The environmental problem is so simple that almost everyone has overlooked the correct solution.
Instead, they’re indulging in the usual slavishly religious-dogmatic thinking, which is to say they’re chasing comfortable illusions and puffing up their own peacock feathers with self-important “solutions” that solve nothing.
Let me make clear what will not save the environment:
Your average media watcher in the USA will be appalled by this list of things that will not save the environment. They have been told these are “solutions.”
For us to save the environment, we need to first understand what threatens the environment; then, we need to figure out how to reverse that.
What threatens the environment? Many things. However, when you distill them all down to their common origin, you find that human expansion in both population and space used is what pushes natural species aside, and shatters ecosystems.
Many conservationists have been united in animosity toward Tanzania’s plan to build the so-called Serengeti Highway. The road, after all, would divide Serengeti National Park, threatening one of the world’s last great large-mammal migrations.
“There will be demand for use of that road in the future,” said Blanton, co-director of the nonprofit Serengeti Watch, based in Ithaca, New York. “And once it does get truck traffic, the soil there won’t support it and [the road] will have to be paved.”
--*--
- [SHORT PROBLEM]
Continue the environment essay above, picking up right after its final sentence.

- [EXTRACTED RECORDS]
--*--
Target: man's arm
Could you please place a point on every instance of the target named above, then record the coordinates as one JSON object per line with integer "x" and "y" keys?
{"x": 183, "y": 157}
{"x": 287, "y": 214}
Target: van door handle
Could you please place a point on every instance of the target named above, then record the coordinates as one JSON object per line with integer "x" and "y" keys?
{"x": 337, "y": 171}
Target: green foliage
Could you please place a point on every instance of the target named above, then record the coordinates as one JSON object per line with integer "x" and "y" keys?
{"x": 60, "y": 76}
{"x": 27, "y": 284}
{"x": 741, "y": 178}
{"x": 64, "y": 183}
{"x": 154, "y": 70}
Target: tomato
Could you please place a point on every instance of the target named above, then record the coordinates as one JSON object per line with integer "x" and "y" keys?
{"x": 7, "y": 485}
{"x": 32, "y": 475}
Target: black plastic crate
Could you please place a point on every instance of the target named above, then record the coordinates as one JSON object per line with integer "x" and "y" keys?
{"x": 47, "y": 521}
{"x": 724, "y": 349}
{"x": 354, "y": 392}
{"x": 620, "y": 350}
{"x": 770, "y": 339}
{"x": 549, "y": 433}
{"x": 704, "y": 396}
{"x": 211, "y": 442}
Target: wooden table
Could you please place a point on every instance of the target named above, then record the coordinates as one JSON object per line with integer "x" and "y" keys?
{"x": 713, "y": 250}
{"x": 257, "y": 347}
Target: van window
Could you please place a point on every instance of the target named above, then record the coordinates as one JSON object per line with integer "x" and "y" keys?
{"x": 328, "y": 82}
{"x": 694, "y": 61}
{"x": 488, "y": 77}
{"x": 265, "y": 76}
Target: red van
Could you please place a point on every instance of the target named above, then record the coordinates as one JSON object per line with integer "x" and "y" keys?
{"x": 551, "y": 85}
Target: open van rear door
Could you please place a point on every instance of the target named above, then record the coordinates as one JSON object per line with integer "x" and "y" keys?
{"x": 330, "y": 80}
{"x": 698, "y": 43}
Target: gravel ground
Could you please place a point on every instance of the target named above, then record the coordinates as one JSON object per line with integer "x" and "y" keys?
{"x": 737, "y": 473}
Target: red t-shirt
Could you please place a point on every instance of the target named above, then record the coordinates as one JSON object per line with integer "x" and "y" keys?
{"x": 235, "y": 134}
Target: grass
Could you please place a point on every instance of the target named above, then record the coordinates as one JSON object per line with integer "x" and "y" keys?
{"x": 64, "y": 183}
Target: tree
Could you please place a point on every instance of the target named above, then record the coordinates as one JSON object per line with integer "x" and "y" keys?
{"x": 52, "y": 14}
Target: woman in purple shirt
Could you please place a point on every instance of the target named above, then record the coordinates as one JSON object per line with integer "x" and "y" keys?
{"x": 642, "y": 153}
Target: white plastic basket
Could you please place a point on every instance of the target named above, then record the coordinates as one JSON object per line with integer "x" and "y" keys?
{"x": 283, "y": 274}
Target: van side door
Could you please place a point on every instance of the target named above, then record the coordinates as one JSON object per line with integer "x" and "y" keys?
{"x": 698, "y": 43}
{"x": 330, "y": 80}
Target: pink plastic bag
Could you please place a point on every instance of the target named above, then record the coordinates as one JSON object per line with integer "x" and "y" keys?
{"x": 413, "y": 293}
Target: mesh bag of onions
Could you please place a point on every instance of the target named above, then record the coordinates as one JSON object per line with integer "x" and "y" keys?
--*--
- [REPLY]
If that happens and the wildebeest migration is affected, it could prove disastrous for Tanzania’s economy. – National Geographic
How do we reverse that? We put humans in smaller areas, and ideally, have fewer humans around. It would also be great if we could only grow the kind of humans who instinctively do not litter, buy big cars, shop at Wal-mart a lot, and eat tons of cheap beef.
Think about it this way:
The earth is a living, self-renewing organism. It needs space for its organs, namely its ecosystems and the species of plants and animals that maintain them, to act.
Humans have dominated all of earth. There are no longer patches of ground where you can go and think humans have never been here; it’s rare to find patches of earth where there isn’t a coke can or cigarette butt nearby (people like to leave these things, I think; it guarantees them some immortality).
Even on the floors of our oceans, it’s rare to find long stretches where there isn’t some sunken ship, used condom, junked engine block, or plastic detritus.
This domination of earth means that we have divided up the natural ecosystems with roads, settlements, fences and litter.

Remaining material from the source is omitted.